Find, in the records below, the line that contains "Could you please indicate the white cloud" and the line that contains "Could you please indicate the potted". Copy those two lines and everything between them exactly, but not the pictures.

Start of Block

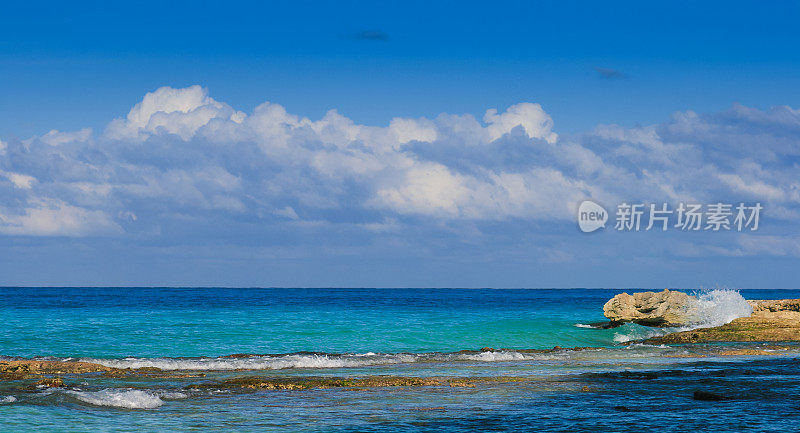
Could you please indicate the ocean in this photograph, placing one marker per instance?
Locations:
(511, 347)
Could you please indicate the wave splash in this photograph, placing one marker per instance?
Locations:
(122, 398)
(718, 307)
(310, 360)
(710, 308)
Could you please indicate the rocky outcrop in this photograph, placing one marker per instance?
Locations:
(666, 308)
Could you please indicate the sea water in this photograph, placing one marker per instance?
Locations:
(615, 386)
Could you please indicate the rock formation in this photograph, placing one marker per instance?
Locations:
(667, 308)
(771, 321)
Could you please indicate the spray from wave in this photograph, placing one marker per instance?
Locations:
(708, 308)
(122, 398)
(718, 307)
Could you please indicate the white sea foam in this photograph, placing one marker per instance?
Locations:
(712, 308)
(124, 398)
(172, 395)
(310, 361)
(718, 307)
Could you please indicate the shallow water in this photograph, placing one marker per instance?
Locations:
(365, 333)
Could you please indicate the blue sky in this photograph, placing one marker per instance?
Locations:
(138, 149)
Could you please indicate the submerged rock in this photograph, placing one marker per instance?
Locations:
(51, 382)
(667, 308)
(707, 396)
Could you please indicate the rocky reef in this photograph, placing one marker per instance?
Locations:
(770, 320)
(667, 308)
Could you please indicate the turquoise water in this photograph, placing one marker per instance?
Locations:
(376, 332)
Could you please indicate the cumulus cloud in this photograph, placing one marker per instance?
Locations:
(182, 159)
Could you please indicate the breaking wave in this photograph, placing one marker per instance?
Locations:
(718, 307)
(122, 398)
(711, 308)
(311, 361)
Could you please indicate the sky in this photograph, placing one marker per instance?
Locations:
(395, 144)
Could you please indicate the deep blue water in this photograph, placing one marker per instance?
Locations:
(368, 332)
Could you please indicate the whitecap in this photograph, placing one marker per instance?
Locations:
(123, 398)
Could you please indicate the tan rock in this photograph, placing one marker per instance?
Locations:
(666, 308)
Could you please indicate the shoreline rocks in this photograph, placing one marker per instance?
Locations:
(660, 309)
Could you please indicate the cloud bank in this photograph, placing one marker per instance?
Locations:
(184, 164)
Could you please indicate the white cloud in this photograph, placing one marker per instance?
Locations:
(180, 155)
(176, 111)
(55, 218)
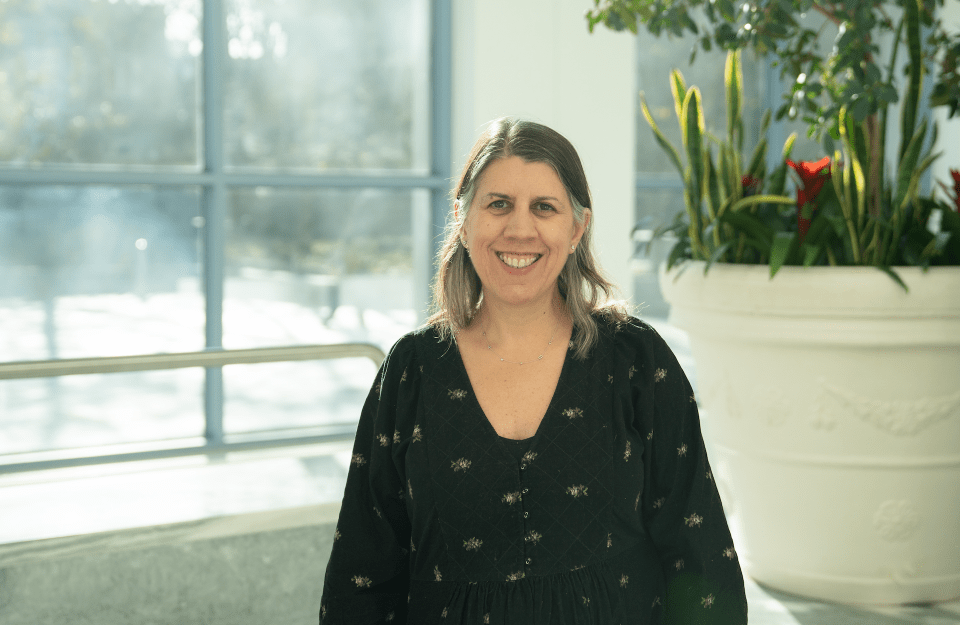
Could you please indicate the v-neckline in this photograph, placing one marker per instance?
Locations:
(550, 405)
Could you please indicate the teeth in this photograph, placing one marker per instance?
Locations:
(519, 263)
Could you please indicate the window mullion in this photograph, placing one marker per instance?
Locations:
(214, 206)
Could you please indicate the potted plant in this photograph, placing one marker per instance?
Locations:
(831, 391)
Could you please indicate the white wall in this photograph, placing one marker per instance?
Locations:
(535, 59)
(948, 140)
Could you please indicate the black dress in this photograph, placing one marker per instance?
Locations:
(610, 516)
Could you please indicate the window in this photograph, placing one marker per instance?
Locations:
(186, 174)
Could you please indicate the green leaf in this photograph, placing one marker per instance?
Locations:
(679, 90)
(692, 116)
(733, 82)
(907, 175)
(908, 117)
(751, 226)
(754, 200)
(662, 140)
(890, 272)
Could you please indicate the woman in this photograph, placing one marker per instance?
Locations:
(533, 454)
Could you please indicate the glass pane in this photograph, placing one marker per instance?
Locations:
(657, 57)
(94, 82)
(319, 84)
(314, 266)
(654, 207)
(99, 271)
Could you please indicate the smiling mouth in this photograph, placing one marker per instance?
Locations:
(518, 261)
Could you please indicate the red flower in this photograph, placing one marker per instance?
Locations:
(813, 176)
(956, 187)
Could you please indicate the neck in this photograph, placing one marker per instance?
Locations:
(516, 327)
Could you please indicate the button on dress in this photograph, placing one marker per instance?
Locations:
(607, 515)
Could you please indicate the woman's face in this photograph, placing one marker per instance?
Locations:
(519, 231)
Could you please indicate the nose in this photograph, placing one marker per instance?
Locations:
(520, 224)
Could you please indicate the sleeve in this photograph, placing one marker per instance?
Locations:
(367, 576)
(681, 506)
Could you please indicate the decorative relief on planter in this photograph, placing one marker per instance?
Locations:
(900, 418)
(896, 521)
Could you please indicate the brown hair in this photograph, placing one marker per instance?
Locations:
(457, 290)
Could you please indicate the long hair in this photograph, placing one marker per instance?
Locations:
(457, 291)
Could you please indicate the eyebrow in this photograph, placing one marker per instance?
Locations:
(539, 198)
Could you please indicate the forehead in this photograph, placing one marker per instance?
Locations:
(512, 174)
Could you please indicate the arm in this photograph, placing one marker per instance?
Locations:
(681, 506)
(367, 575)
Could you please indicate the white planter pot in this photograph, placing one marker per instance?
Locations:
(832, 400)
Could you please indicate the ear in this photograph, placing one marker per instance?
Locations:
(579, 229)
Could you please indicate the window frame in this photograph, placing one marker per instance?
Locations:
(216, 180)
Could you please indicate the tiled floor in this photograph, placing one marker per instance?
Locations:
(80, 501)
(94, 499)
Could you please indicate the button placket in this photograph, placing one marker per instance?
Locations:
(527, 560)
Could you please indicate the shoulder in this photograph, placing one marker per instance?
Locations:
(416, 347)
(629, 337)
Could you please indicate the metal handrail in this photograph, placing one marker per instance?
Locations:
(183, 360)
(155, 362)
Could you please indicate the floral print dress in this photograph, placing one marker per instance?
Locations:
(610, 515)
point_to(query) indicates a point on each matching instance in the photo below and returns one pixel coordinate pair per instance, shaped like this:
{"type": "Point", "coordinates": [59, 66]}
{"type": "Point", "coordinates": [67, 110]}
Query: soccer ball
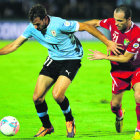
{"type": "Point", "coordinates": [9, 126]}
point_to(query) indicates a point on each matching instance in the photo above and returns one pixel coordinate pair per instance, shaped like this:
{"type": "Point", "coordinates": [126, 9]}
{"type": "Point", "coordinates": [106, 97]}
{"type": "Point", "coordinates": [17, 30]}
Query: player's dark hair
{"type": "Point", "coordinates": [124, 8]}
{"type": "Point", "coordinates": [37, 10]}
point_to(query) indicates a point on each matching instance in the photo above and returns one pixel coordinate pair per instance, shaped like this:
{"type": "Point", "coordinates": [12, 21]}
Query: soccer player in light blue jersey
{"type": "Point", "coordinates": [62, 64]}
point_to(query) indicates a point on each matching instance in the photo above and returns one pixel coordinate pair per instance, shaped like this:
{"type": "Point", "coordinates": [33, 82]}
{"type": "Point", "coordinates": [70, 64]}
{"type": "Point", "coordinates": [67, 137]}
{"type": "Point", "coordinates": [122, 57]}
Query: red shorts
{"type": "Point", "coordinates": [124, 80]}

End of Block

→ **ANSWER BOX**:
Could you please indicate the white cloud in this photograph, placing one marker per instance?
Locations:
(180, 155)
(176, 111)
(55, 218)
Could you please indicate the v-neckline in this photograph, placing one marker per instance?
Locations:
(550, 405)
Could you please indicate the teeth in this photograph, placing one marker per instance?
Locations:
(519, 263)
Could you please indicate the window mullion in this photograph, placing one marker per instance?
Locations:
(214, 206)
Could you please indicate the potted plant in this photograph, placing one marker per instance?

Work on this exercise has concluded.